Pointing entries for named objects:
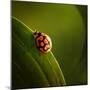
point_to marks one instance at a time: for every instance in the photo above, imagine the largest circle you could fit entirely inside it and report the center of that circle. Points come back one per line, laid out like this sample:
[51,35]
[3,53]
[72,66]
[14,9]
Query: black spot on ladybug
[43,42]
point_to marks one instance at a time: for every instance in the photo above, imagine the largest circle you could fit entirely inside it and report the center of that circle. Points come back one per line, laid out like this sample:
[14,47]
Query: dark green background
[67,26]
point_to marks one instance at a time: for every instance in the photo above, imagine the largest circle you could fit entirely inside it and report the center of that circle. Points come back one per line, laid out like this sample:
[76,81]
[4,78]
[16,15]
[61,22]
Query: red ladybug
[43,42]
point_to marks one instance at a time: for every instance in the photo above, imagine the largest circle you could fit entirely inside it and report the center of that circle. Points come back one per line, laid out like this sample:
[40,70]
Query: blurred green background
[67,26]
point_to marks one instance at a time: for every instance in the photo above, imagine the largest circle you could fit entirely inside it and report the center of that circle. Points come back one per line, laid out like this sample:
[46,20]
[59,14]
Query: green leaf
[30,67]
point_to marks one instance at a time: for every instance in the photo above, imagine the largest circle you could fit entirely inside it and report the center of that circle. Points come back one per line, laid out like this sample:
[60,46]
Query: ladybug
[43,42]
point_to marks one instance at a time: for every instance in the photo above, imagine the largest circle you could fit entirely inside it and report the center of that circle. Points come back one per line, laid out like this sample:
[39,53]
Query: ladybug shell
[43,42]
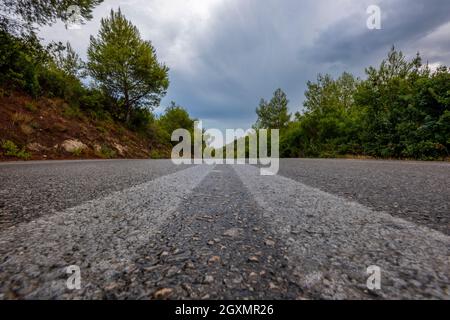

■ **Task description**:
Pull out every line of the records above that contains the word "ladybug". Copy each one in full.

■ **Answer to the exercise**:
Query: black spot on ladybug
Query: red ladybug
Query: ladybug
Query: ladybug shell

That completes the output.